(Referring expression grounding data)
◆ ◆ ◆
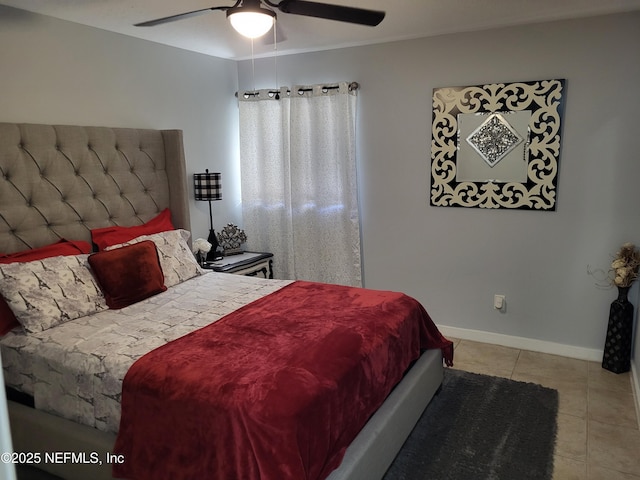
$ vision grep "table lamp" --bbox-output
[193,169,222,262]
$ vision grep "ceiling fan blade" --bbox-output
[135,6,229,27]
[275,0,385,26]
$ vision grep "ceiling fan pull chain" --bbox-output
[273,18,280,99]
[251,37,256,94]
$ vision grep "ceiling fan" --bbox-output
[135,0,385,39]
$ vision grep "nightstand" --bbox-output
[204,252,273,279]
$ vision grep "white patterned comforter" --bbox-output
[0,272,292,433]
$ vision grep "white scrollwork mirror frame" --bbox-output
[430,79,566,210]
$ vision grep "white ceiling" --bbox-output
[4,0,640,60]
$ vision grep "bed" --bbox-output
[0,122,452,480]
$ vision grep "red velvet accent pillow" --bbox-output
[0,239,93,335]
[91,209,174,251]
[88,241,167,310]
[0,300,18,336]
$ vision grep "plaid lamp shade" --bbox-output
[193,171,222,201]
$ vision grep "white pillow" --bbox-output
[0,255,108,333]
[106,229,203,288]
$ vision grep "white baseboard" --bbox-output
[438,325,640,425]
[437,325,602,362]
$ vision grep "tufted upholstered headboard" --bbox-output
[0,123,190,254]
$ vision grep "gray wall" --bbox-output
[0,5,241,240]
[238,12,640,361]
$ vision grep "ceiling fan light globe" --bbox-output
[228,10,275,38]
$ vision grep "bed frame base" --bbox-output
[327,349,443,480]
[9,401,115,479]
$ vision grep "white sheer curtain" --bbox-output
[239,82,362,286]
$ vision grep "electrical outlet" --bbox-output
[494,294,505,310]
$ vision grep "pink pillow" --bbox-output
[91,209,174,251]
[0,239,92,335]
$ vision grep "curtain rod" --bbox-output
[235,82,359,99]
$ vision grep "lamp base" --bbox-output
[205,229,220,262]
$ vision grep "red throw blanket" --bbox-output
[113,281,453,480]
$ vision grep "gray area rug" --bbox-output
[383,369,558,480]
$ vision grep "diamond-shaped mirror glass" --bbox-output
[466,113,523,167]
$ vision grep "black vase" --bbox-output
[602,286,634,374]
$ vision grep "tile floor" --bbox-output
[449,338,640,480]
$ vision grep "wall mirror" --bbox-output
[430,79,566,210]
◆ ◆ ◆
## About this exercise:
Exact repetition of all entries is required. The pictures should not appear.

## Reply:
$ vision grep "table lamp" --bbox-output
[193,169,222,262]
$ vision grep "ceiling fan blade" --bbox-output
[135,6,229,27]
[275,0,385,26]
$ vision grep "ceiling fan pull chain" --bbox-output
[273,18,280,99]
[251,37,256,94]
$ vision grep "ceiling fan" --bbox-output
[135,0,385,39]
$ vision grep "nightstand" --bbox-output
[204,252,273,279]
$ vision grep "white patterned comforter" --bbox-output
[0,272,292,433]
$ vision grep "white scrollwork mirror frame" --bbox-output
[430,79,566,210]
$ vision grep "white ceiling" --bbox-output
[4,0,640,60]
$ vision grep "bed" --bbox-output
[0,122,452,480]
$ vision grep "red velvet accent pillow" --bbox-output
[0,239,93,335]
[91,209,174,251]
[88,241,167,310]
[0,300,18,336]
$ vision grep "plaid lamp shade" --bbox-output
[193,171,222,201]
$ vision grep "white pillow" --bbox-output
[0,255,108,333]
[106,229,203,288]
$ vision grep "white baseboard" --bbox-output
[438,325,640,425]
[437,325,602,362]
$ vision grep "tufted upholstered headboard" --bbox-output
[0,123,190,254]
$ vision grep "gray wall" --bbox-output
[0,5,241,240]
[238,12,640,361]
$ vision grep "ceiling fan light globe" --bbox-output
[228,10,275,38]
$ vision grep "bed frame base" --bbox-output
[327,349,443,480]
[9,401,115,479]
$ vision grep "white sheer curtain" --bbox-output
[239,82,362,286]
$ vision grep "electrical outlet" --bbox-output
[494,294,505,310]
$ vision grep "pink pillow" --bbox-output
[91,209,174,251]
[0,239,92,335]
$ vision grep "curtain rod" --bbox-output
[235,82,359,99]
$ vision grep "lamp base" --bbox-output
[205,229,220,262]
$ vision grep "red throw blanket" --bbox-output
[113,281,453,480]
$ vision grep "gray area rug" --bbox-output
[383,369,558,480]
$ vision grep "diamond-shaped mirror glass" --bbox-output
[466,113,523,167]
$ vision grep "black vase" --bbox-output
[602,286,634,374]
$ vision grep "tile floor" --bbox-output
[449,338,640,480]
$ vision grep "wall mirror" --bbox-output
[430,79,566,210]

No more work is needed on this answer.